*Required action*: Restate the following data in its entirety, word for word and without images.

*Records for this exercise*:
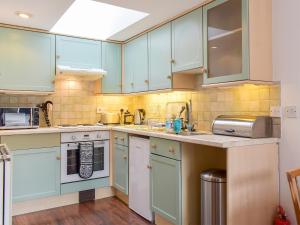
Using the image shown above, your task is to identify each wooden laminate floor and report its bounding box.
[13,197,153,225]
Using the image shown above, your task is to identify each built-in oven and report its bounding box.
[61,131,109,184]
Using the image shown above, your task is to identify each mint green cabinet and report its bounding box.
[113,131,129,147]
[56,35,101,69]
[113,144,128,194]
[171,8,203,73]
[0,27,55,91]
[123,34,148,93]
[150,137,181,160]
[150,154,182,225]
[123,42,134,93]
[203,0,249,84]
[12,147,60,202]
[101,42,122,93]
[148,23,172,90]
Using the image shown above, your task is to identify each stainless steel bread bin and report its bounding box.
[212,115,272,138]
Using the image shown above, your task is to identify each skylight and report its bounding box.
[50,0,149,40]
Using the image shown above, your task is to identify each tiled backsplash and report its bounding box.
[0,80,280,131]
[130,84,280,131]
[0,80,132,126]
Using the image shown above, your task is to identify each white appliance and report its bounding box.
[0,144,12,225]
[129,136,153,221]
[61,131,109,183]
[56,65,107,81]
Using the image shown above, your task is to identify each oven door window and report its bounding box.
[93,146,104,171]
[66,144,105,175]
[67,149,79,175]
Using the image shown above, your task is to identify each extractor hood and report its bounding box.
[56,65,107,81]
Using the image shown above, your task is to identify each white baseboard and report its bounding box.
[13,187,114,216]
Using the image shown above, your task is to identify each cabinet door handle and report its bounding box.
[167,75,172,80]
[123,155,127,159]
[56,55,60,59]
[131,82,134,86]
[56,156,61,160]
[151,144,157,149]
[114,136,118,140]
[120,137,125,141]
[169,147,175,154]
[144,80,149,83]
[147,165,152,169]
[171,59,175,64]
[199,67,207,74]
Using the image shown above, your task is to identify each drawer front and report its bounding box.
[113,131,128,146]
[1,133,60,150]
[150,137,181,160]
[61,177,109,195]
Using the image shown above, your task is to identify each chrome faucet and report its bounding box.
[185,99,195,131]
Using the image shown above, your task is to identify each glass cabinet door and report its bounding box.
[203,0,249,84]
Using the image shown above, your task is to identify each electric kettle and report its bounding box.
[134,109,146,125]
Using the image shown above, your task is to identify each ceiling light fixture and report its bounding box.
[50,0,149,40]
[15,11,32,19]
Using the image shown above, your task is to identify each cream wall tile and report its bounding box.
[0,80,280,130]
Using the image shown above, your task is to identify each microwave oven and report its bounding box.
[0,107,39,129]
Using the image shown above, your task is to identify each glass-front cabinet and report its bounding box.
[203,0,249,84]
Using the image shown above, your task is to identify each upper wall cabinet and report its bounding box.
[101,42,122,94]
[56,35,101,69]
[0,27,55,92]
[203,0,272,85]
[124,42,134,93]
[123,34,148,93]
[171,8,203,73]
[203,0,248,84]
[148,23,172,91]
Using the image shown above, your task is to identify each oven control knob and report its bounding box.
[71,135,77,140]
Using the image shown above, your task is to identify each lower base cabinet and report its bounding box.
[12,147,61,202]
[150,137,182,225]
[113,144,129,195]
[150,154,182,225]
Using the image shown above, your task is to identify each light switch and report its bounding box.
[285,106,297,118]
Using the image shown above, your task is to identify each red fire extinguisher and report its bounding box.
[274,206,291,225]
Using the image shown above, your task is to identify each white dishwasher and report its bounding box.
[129,136,153,222]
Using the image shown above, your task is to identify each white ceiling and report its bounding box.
[0,0,207,41]
[0,0,74,30]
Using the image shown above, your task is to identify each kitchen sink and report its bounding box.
[165,131,211,136]
[123,125,211,136]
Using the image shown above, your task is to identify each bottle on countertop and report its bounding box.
[120,108,124,125]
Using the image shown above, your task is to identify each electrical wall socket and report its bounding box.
[96,107,102,114]
[285,106,297,118]
[270,106,282,117]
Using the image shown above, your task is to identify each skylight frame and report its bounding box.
[50,0,149,40]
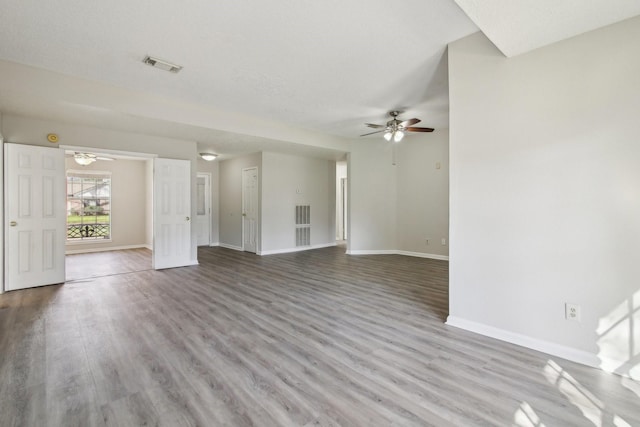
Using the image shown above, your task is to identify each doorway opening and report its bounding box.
[62,148,154,281]
[336,160,348,247]
[242,167,258,253]
[196,173,212,246]
[4,143,194,291]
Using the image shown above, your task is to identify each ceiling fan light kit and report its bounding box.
[72,152,115,165]
[199,153,218,161]
[74,152,97,166]
[361,110,434,141]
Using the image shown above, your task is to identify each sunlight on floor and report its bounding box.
[621,376,640,399]
[596,290,639,378]
[513,402,546,426]
[613,415,632,427]
[543,359,632,427]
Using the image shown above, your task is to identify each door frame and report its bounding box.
[341,177,348,240]
[2,143,197,291]
[196,172,212,246]
[241,166,259,253]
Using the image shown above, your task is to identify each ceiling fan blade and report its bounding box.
[400,118,421,127]
[96,156,115,161]
[365,123,386,129]
[406,127,434,132]
[360,130,386,137]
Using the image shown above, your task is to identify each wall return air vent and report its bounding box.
[295,205,311,247]
[142,55,183,73]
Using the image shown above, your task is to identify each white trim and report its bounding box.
[209,242,220,247]
[60,145,157,160]
[258,242,336,256]
[66,239,113,245]
[219,243,243,251]
[445,316,600,369]
[155,259,199,270]
[347,249,396,255]
[143,244,153,250]
[241,166,259,253]
[345,249,449,261]
[396,250,449,261]
[65,244,151,255]
[196,172,212,247]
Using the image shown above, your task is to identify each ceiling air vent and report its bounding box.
[142,55,182,73]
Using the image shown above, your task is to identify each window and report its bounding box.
[66,171,111,241]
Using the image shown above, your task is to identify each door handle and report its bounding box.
[10,221,17,227]
[242,213,247,217]
[186,216,190,221]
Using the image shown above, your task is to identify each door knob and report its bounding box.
[186,216,190,221]
[10,221,17,227]
[242,213,247,217]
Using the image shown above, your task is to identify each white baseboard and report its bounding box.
[347,249,397,255]
[445,315,600,369]
[143,244,152,250]
[397,250,449,261]
[155,259,199,269]
[219,243,243,251]
[346,249,449,261]
[259,242,336,256]
[66,244,151,255]
[209,242,220,247]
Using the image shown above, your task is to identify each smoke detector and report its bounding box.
[142,56,182,73]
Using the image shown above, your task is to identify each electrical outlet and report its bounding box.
[441,238,446,246]
[565,303,581,322]
[425,238,430,245]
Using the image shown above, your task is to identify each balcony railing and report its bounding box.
[67,224,110,240]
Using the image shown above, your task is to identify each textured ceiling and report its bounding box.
[0,1,638,157]
[454,0,640,57]
[0,0,477,155]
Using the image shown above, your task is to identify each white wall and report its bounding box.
[0,117,4,293]
[65,157,147,252]
[347,135,450,258]
[218,152,262,250]
[197,158,220,245]
[447,16,640,376]
[347,139,397,253]
[261,152,336,254]
[396,131,449,258]
[1,114,199,264]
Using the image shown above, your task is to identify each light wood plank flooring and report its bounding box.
[1,247,638,426]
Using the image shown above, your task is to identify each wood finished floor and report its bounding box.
[65,248,152,281]
[1,246,638,426]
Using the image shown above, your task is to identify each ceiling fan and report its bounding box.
[361,111,434,142]
[68,152,115,166]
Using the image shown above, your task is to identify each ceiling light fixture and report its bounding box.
[384,129,404,142]
[74,153,97,166]
[142,55,183,73]
[199,153,218,161]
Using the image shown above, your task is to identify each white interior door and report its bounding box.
[153,158,192,269]
[242,167,258,253]
[5,143,66,291]
[195,173,211,246]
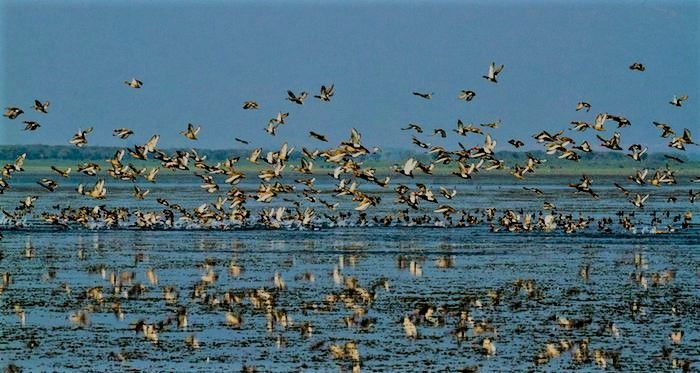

*Task answer*:
Using the image shown above, your task is to identify each wooden laminate floor and report its bounding box.
[13,197,153,225]
Using the image shown above, your task is to identify each built-in oven and report its bounding box.
[61,131,109,184]
Using the image shown above, your task is to identify each mint green cabinet and report its bounding box.
[113,131,129,147]
[56,35,101,69]
[113,144,128,194]
[171,8,203,73]
[0,27,55,91]
[123,34,148,93]
[150,137,181,160]
[150,154,182,225]
[123,42,134,93]
[203,0,249,84]
[12,147,60,202]
[101,42,122,93]
[148,23,172,90]
Using the image shown above, your task is to identify each stainless steel bread bin and report its bounding box.
[212,115,272,138]
Using the image shown above, your task is to identify each skylight and report its bounding box.
[50,0,149,40]
Using the image shown above, your task is to identify each tiled backsplash and report its bounding box.
[0,80,280,131]
[130,84,280,131]
[0,80,132,126]
Using the image shown above, your task is to identify each white appliance and report its bounding box.
[0,144,12,225]
[129,136,153,221]
[61,131,109,183]
[56,65,107,81]
Using the image shown above, your task is to identify each oven door window and report its bounding box.
[93,146,104,171]
[66,144,105,175]
[67,149,79,175]
Using the image shown above, your task is to identify each extractor hood and report its bounding box.
[56,65,107,81]
Using the image shown above, your task is to identify each white baseboard and report its bounding box.
[13,187,114,216]
Using the image shown above, your task is to identify each cabinet door handle and report its bounding box.
[167,75,172,80]
[123,155,127,159]
[56,55,60,59]
[131,82,134,86]
[56,156,61,160]
[151,144,157,149]
[114,136,118,140]
[120,137,125,141]
[169,147,175,154]
[144,80,149,83]
[147,165,152,169]
[171,59,175,64]
[199,67,207,74]
Using the image shown above, your task is to identify each drawer front and report its bounding box.
[113,131,128,146]
[1,133,60,150]
[150,137,181,160]
[61,177,109,195]
Using the image shown above, your task is to identify each chrome faucet and report its bounding box.
[185,99,195,131]
Using the image shown above, your task is to identify each glass cabinet door and report its bounding box.
[203,0,249,84]
Using the image shown above, your task is to identify each electric kettle and report its bounding box.
[134,109,146,125]
Using the image shown above, your task is to identify each ceiling light fixture and report its bounding box.
[50,0,149,40]
[15,11,32,19]
Using the image shown above, your task is to identify each cream wall tile and report its bounding box.
[0,80,280,130]
Using the image shown above, your task is to identify each microwave oven and report its bounding box.
[0,107,39,129]
Using the image shown above, your task is to identify each glass-front cabinet and report its bounding box.
[203,0,249,84]
Using the image shown above, your task is to identify each upper wall cabinet and report its bounding box.
[101,42,122,94]
[56,35,101,69]
[0,27,55,92]
[203,0,272,85]
[124,42,134,93]
[123,34,148,93]
[171,8,203,73]
[203,0,248,84]
[148,23,172,91]
Using the image shown above, your task is to identify each oven control knob and report its bounding box.
[71,135,77,140]
Using the image shown above, your task is to identify each lower base cabinet and report its bounding box.
[12,147,61,202]
[150,137,182,225]
[113,144,129,195]
[150,154,182,225]
Using the image shown above, your task is to identify each light switch and report its bounding box.
[285,106,297,118]
Using the image shown above, your task is to identify each red fire extinguisher and report its bounding box.
[274,206,291,225]
Using the image shown above, your task is to identify each white dishwasher and report its bounding box.
[129,136,153,222]
Using the image shown above, your task is to identify each white ceiling and report its bounding box.
[0,0,207,41]
[0,0,74,30]
Using the image shown above, your task is to identify each kitchen sink and report its bounding box.
[165,131,211,136]
[123,125,211,136]
Using the image shown above, your task is to identify each bottle on countertop and report its bounding box.
[120,108,124,125]
Using the image shown above, your task is to identify each electrical wall socket and report its bounding box.
[96,107,102,114]
[285,106,297,118]
[270,106,282,117]
Using the image shown above, your task is to identify each skylight frame and report its bounding box.
[50,0,149,40]
Using the image shown above, your task is to identify each doorway opening and report its bounding box.
[62,148,154,281]
[336,160,348,247]
[242,167,258,253]
[196,173,212,246]
[4,143,194,291]
Using the image shown above, your task is to identify each ceiling fan light kit and report its bounding box.
[72,152,115,165]
[199,153,218,161]
[74,152,97,166]
[361,110,434,141]
Using the image shown above, your task is to identify each sunlight on floor and report its bounding box.
[621,376,640,399]
[596,290,639,378]
[513,402,546,426]
[613,415,632,427]
[543,359,632,427]
Using the image shown above, your task is to identify each door frame and report its bounding box.
[341,177,348,240]
[2,143,197,291]
[196,172,212,246]
[241,166,259,253]
Using the image shown above, your task is to identify each ceiling fan blade and report its bounding box.
[400,118,421,127]
[96,156,115,161]
[365,123,386,129]
[406,127,434,132]
[360,130,386,137]
Using the image shown above, your task is to identify each wall return air vent and report its bounding box.
[295,205,311,247]
[142,55,183,73]
Using the image shown above, your task is to identify each white trim and report its bounding box.
[209,242,220,247]
[60,145,157,160]
[258,242,336,256]
[66,239,113,245]
[219,243,243,251]
[445,316,600,369]
[155,259,199,270]
[347,249,396,255]
[143,244,153,250]
[241,166,259,253]
[345,249,449,261]
[396,250,449,261]
[65,244,151,255]
[196,172,212,247]
Using the image shown above, your task is to identify each ceiling air vent and report its bounding box.
[142,55,182,73]
Using the image shown above, your task is to identify each window and report its bounding box.
[66,171,111,241]
Using the image shown above, your task is to identify each door handle and report its bounding box.
[10,221,17,227]
[242,213,247,217]
[186,216,190,221]
Using the image shown above, your task is to identify each door knob and report its bounding box.
[186,216,190,221]
[10,221,17,227]
[242,213,247,217]
Using the image shown above, your task is to identify each white baseboard and report its bounding box.
[347,249,397,255]
[445,315,600,369]
[143,244,152,250]
[397,250,449,261]
[155,259,199,269]
[219,243,243,251]
[346,249,449,261]
[259,242,336,256]
[66,244,151,255]
[209,242,220,247]
Using the image shown above, your task is to identify each smoke detector and report its bounding box.
[142,56,182,73]
Using the image shown above, your task is to identify each electrical outlet and report its bounding box.
[441,238,446,246]
[565,303,581,322]
[425,238,430,245]
Using the image shown above, your task is to identify each balcony railing and report its bounding box.
[67,224,110,240]
Using the image shown above, your task is to identify each textured ceiling and report its bounding box.
[0,1,638,157]
[454,0,640,57]
[0,0,477,155]
Using the image shown above, your task is to identify each white wall and report its bounding box.
[0,117,4,293]
[65,157,147,252]
[347,135,450,258]
[218,152,262,250]
[197,158,220,245]
[447,16,640,376]
[347,139,397,253]
[261,152,336,254]
[396,131,449,258]
[1,114,199,264]
Using the image shown above, your task is to identify each light wood plank flooring and report its bounding box.
[1,247,638,426]
Using the image shown above, your task is to identify each wood finished floor and report its bounding box.
[65,248,152,281]
[1,246,638,426]
Using the image shown above, your task is to identify each ceiling fan and report its bounding box.
[361,111,434,142]
[68,152,115,166]
Using the image shown above, your task is to identify each ceiling light fixture and report its bounding box.
[384,129,404,142]
[74,153,97,166]
[142,55,183,73]
[199,153,218,161]
Using the image shown above, your task is to identify each white interior door and report its bounding box.
[153,158,192,269]
[242,167,258,253]
[5,143,66,291]
[195,173,211,246]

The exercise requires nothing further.